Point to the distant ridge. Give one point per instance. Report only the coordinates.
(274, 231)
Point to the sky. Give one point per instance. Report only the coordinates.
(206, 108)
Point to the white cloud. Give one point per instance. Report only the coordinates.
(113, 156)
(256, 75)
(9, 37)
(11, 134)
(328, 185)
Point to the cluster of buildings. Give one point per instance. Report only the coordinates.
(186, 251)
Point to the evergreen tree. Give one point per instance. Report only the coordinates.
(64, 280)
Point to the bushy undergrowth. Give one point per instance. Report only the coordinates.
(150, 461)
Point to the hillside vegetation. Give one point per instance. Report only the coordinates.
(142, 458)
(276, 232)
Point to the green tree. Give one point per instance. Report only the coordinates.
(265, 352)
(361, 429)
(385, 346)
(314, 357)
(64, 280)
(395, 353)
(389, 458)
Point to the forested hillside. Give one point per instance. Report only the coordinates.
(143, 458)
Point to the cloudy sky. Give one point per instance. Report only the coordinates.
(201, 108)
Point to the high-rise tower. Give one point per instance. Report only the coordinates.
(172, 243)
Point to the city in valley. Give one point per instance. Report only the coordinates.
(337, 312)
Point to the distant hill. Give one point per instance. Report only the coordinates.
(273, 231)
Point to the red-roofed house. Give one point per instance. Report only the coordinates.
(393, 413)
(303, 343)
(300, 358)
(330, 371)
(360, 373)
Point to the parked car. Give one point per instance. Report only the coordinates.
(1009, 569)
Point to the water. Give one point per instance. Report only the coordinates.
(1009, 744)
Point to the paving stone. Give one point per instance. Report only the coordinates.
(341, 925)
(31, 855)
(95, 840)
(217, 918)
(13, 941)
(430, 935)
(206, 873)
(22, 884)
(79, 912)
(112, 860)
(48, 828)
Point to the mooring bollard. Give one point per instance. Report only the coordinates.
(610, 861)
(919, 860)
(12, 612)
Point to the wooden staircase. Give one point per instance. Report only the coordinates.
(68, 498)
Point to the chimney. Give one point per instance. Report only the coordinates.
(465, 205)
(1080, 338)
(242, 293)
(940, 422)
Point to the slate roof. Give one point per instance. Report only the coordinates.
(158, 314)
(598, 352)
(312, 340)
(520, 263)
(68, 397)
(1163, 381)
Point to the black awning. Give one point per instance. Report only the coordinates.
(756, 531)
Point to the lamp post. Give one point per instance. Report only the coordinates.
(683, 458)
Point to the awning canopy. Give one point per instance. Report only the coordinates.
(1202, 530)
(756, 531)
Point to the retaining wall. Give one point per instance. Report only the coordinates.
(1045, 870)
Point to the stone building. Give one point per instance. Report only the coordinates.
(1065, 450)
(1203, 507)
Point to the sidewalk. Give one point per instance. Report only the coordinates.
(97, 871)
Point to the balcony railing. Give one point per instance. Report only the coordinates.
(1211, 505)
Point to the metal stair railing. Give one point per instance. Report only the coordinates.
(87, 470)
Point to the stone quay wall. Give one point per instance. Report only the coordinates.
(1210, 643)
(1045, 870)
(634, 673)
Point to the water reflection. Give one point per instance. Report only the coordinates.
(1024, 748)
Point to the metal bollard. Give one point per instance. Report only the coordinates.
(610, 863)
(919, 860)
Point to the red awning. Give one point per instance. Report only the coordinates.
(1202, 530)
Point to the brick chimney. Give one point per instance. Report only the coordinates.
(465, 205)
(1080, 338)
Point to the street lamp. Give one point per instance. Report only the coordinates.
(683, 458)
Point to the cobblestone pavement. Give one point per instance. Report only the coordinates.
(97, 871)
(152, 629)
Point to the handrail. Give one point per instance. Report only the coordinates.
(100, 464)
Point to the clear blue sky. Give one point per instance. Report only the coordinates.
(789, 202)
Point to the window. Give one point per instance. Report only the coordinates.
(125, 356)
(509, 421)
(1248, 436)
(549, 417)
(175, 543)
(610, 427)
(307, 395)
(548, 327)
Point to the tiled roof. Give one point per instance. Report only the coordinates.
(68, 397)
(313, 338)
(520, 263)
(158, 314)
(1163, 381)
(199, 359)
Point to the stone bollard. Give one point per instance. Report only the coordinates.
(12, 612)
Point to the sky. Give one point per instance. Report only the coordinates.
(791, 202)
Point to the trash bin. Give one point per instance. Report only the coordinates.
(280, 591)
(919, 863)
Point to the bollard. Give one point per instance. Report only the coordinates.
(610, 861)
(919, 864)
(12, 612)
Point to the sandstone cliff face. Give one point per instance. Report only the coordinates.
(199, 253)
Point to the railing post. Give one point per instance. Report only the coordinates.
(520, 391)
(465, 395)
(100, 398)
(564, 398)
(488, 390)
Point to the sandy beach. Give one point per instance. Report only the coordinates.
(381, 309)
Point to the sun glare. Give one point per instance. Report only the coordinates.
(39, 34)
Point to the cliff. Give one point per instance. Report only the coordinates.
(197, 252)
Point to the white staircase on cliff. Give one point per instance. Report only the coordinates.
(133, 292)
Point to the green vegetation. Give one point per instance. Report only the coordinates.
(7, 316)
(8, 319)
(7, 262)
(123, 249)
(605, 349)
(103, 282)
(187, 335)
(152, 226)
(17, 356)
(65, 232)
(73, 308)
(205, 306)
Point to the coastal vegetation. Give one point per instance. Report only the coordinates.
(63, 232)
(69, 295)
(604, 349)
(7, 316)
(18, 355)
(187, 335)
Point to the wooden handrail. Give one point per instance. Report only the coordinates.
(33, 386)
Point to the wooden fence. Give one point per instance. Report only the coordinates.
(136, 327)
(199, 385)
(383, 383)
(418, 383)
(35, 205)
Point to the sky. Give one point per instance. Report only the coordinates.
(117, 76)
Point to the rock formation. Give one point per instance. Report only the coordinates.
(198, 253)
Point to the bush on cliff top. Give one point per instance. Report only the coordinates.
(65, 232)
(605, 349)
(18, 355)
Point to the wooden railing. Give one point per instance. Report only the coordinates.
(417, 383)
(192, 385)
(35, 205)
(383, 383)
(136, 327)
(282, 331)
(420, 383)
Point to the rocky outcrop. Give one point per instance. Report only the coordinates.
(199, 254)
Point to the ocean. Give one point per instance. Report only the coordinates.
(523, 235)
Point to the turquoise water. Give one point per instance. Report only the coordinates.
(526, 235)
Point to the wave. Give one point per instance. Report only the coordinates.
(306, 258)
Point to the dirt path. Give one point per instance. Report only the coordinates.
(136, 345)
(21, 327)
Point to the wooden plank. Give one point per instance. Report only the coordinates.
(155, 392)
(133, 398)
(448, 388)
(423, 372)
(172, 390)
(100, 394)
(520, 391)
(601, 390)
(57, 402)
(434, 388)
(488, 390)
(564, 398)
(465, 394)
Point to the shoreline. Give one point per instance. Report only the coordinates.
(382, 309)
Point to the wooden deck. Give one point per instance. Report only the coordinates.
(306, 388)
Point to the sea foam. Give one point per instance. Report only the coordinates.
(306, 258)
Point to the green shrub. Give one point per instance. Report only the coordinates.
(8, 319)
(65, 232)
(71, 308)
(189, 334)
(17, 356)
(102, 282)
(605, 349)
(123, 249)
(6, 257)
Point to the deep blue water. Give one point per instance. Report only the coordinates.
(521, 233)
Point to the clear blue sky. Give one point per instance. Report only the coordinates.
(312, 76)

*-*-*

◆ Short problem ◆
Repeat every line of the data, exactly and in full.

◆ Solution to this task ◆
Point to the distant ridge. Give one point per instance. Report only the coordinates.
(274, 231)
Point to the sky. Give one point per instance. Report only the coordinates.
(206, 108)
Point to the white cloud. Give one point per instance. Report only the coordinates.
(113, 156)
(256, 75)
(9, 37)
(11, 134)
(328, 185)
Point to the cluster of buildings. Give one point per instance. Report only the coordinates.
(186, 251)
Point to the evergreen tree. Give one point per instance. Report only the coordinates.
(64, 280)
Point to the bushy undergrowth. Give one point per instance. Report only the coordinates.
(150, 461)
Point to the hillside vegetation. Give one point per instance. Report only the coordinates.
(142, 458)
(276, 232)
Point to the green tree. Give one point per instance. Report only the coordinates.
(265, 352)
(361, 429)
(385, 346)
(314, 357)
(64, 280)
(395, 353)
(389, 458)
Point to the forested hillside. Give one point per instance. Report only the coordinates.
(143, 458)
Point to the cloudy sky. Give one point per instance. Report only the coordinates.
(201, 108)
Point to the high-rise tower. Give one point per instance. Report only the coordinates.
(172, 243)
Point to the city in valley. Give one point per instance. Report only the coordinates.
(337, 312)
Point to the distant hill. Give one point per instance. Report only the coordinates.
(273, 231)
Point to the red-roofed house. Give one point per instance. Report only the coordinates.
(393, 413)
(303, 343)
(300, 358)
(330, 371)
(360, 373)
Point to the parked car. Give one point per instance. Report only the coordinates.
(1009, 569)
Point to the water. Give one point per instance. Report only the coordinates.
(1009, 744)
Point to the paving stone. Give one point per instance. Report only the coordinates.
(341, 925)
(31, 855)
(95, 840)
(217, 918)
(13, 941)
(430, 935)
(206, 873)
(22, 884)
(79, 912)
(112, 860)
(48, 828)
Point to the mooring bollard. Give one point per instance. Report only the coordinates.
(610, 861)
(919, 860)
(12, 612)
Point to the wooden staircase. Give one point per instance. Report only the coordinates.
(68, 498)
Point to the chimney. Give one point per instance. Report only the coordinates.
(465, 205)
(1080, 338)
(242, 293)
(940, 422)
Point to the slate roof. Give one point per instance. Report only the coordinates.
(158, 314)
(598, 352)
(312, 340)
(520, 263)
(68, 397)
(1163, 381)
Point to the black awning. Give one point per instance. Report only the coordinates.
(756, 531)
Point to the lamp post. Give one point per instance. Report only the coordinates.
(683, 458)
Point to the awning canopy. Give one point per instance. Report only the coordinates.
(1202, 530)
(756, 531)
Point to the retaining wall. Give one point per instance. Report only the coordinates.
(1045, 870)
Point to the stone building. Give one point per instance. Report only the coordinates.
(1065, 450)
(1203, 507)
Point to the sidewalk. Give one point per instance. Report only the coordinates.
(97, 871)
Point to the balcony railing. Give one point per instance. Report only the coordinates.
(1211, 505)
Point to the metal stair railing. Give one point per instance. Report only the coordinates.
(87, 470)
Point to the stone quay wall. Give one point per instance. Report only the coordinates.
(1210, 643)
(1045, 870)
(634, 673)
Point to the water reflection. Give one point per instance. Report only the coordinates.
(1024, 748)
Point to the metal bollard. Give one point per instance. Report only the coordinates.
(610, 863)
(919, 860)
Point to the red awning. Give one point per instance. Report only the coordinates.
(1202, 530)
Point to the brick chimney. Give one point per instance. Report only the coordinates.
(465, 205)
(1080, 338)
Point to the street lamp. Give one point per instance. Report only the coordinates.
(683, 458)
Point to the cobblestone pavement. Give one point per instance. Report only the coordinates.
(97, 871)
(152, 629)
Point to the handrail. Give one point per instance. Report only the coordinates.
(100, 464)
Point to the clear blue sky. Give one point per instance. Report only the coordinates.
(789, 202)
Point to the window. Give one point per instance. Report only the coordinates.
(125, 356)
(509, 421)
(1248, 436)
(549, 417)
(175, 543)
(610, 427)
(307, 395)
(548, 327)
Point to the tiled roof. Give one point per instance. Report only the coordinates.
(68, 397)
(313, 338)
(520, 263)
(158, 314)
(1163, 381)
(199, 359)
Point to the stone bollard. Give one point per instance. Report only the coordinates.
(12, 612)
Point to the sky. Give one point per instance. Report only the coordinates.
(791, 202)
Point to the trash bin. Give one point per instance. Report only the coordinates.
(280, 591)
(919, 863)
Point to the bollard. Give one point per instance. Report only the coordinates.
(610, 861)
(919, 864)
(12, 612)
Point to the sandstone cliff face. Give one point per instance. Report only the coordinates.
(199, 253)
Point to the railing post. Give one point per instance. Report only the coordinates.
(520, 391)
(465, 395)
(100, 398)
(564, 398)
(488, 390)
Point to the sandy beach. Give one point per instance. Report only the coordinates.
(381, 309)
Point to the sun glare. Give one point per instance. Report only the coordinates.
(39, 34)
Point to the cliff. Give one point per instance. Report only the coordinates.
(197, 252)
Point to the white staircase on cliff. Give one point per instance. Report only the coordinates.
(133, 292)
Point to the green vegetation. Give one point per instance. Report only the coordinates.
(7, 316)
(8, 319)
(7, 262)
(123, 249)
(605, 349)
(103, 282)
(187, 335)
(152, 226)
(17, 356)
(65, 232)
(73, 308)
(205, 306)
Point to the coastal vegetation. Give one point per instance. Report only the coordinates.
(63, 232)
(69, 295)
(604, 349)
(7, 316)
(18, 355)
(187, 335)
Point to the wooden handrail. Give one point per instance. Report only the coordinates.
(33, 386)
Point to the wooden fence. Give one point per instance. Report only the coordinates.
(136, 327)
(199, 385)
(383, 383)
(418, 383)
(35, 205)
Point to the sky. Give one point per instance. Report only the coordinates.
(117, 76)
Point to the rock formation. Give one point per instance. Report only the coordinates.
(198, 253)
Point to the bush on cliff top. Give one point per instance. Report only the coordinates.
(65, 232)
(605, 349)
(18, 355)
Point to the wooden railing. Give one point per instance. Report only the coordinates.
(417, 383)
(192, 385)
(35, 205)
(383, 383)
(136, 327)
(282, 331)
(420, 383)
Point to the rocky outcrop. Give one point per instance. Report only the coordinates.
(199, 254)
Point to the ocean. Give one point per instance. Report only the coordinates.
(523, 235)
Point to the turquoise water. Give one point per instance. Report only the coordinates.
(526, 235)
Point to the wave. Give one point per instance. Report only the coordinates.
(306, 258)
Point to the dirt path. Give one point per instance. Report only the coordinates.
(136, 345)
(21, 327)
Point to the wooden plank. Give one point per instance. Report only the coordinates.
(155, 392)
(133, 398)
(448, 388)
(423, 372)
(172, 390)
(100, 394)
(520, 391)
(601, 390)
(57, 402)
(434, 388)
(488, 390)
(564, 398)
(465, 394)
Point to the shoreline. Give one point per instance. Report only the coordinates.
(382, 309)
Point to the wooden deck. Give one point per instance. Report only the coordinates.
(306, 388)
Point to the sea foam. Give one point per instance. Report only the coordinates.
(306, 258)
Point to the green shrub. Give one point per instance. Report only the coordinates.
(8, 319)
(65, 232)
(71, 308)
(189, 334)
(17, 356)
(102, 282)
(605, 349)
(123, 249)
(6, 257)
Point to the deep blue water. Give one point per instance. Report only the coordinates.
(521, 233)
Point to the clear blue sky. Give one point per instance. Report only the coordinates.
(312, 76)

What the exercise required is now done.